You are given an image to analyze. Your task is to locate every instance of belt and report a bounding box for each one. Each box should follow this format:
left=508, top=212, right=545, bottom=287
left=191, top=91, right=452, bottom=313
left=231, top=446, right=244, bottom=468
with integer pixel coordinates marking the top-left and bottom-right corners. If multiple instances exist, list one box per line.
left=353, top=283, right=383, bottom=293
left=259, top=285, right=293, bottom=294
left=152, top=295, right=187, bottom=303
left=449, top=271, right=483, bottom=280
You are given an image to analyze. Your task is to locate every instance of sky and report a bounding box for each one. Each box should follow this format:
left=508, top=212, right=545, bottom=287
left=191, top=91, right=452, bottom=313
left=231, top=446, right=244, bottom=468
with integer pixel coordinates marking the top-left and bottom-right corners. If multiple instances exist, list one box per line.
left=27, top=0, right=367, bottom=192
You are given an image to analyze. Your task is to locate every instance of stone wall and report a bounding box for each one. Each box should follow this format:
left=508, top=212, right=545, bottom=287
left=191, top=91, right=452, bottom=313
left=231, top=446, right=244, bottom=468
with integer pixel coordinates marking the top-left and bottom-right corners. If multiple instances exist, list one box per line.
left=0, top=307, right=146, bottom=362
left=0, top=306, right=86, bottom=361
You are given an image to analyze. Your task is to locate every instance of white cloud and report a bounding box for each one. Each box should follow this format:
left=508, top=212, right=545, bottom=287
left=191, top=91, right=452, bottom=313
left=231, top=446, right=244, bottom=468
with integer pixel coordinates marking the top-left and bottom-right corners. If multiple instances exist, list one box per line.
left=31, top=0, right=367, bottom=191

...

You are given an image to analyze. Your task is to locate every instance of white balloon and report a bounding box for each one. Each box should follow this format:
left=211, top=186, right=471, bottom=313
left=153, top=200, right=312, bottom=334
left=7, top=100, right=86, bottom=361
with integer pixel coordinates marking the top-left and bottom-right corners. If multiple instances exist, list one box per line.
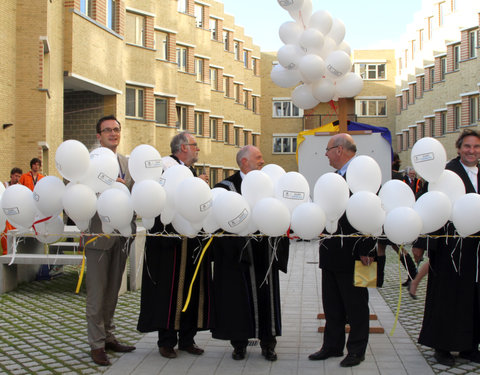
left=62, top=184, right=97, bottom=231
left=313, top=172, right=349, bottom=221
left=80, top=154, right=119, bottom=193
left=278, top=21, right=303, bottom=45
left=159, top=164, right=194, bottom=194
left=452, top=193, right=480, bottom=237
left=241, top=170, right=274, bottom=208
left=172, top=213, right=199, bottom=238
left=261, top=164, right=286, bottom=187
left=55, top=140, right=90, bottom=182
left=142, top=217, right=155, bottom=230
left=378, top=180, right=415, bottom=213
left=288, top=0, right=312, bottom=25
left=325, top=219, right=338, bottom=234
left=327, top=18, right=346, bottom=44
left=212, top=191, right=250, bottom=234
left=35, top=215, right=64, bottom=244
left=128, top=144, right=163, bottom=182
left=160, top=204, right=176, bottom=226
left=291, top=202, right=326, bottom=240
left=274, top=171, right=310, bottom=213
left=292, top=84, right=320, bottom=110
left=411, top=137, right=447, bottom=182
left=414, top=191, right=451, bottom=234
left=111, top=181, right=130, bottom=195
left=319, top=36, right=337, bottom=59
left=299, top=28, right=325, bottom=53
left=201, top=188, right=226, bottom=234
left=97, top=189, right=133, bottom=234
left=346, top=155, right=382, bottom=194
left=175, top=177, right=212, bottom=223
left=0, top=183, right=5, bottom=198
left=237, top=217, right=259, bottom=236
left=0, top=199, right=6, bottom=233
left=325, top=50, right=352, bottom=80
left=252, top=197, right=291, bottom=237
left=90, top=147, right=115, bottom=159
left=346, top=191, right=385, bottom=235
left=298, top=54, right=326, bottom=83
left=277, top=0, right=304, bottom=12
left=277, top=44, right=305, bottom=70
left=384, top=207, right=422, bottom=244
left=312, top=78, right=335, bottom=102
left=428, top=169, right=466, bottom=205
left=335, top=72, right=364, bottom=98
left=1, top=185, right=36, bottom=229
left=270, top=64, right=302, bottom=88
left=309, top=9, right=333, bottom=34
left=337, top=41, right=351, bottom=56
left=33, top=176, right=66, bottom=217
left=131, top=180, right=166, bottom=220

■ Task statement ■
Return each line of the listing that holds the string "white".

■ Solved problem ■
You are given an image to analyze. Your task is to locate every instance of white cloud and report a bounding box for each one. Each box should follow this format:
You are given an image to analyze. Your task is to locate every instance of white balloon and report a bounding box for each one. Each box should follow this format:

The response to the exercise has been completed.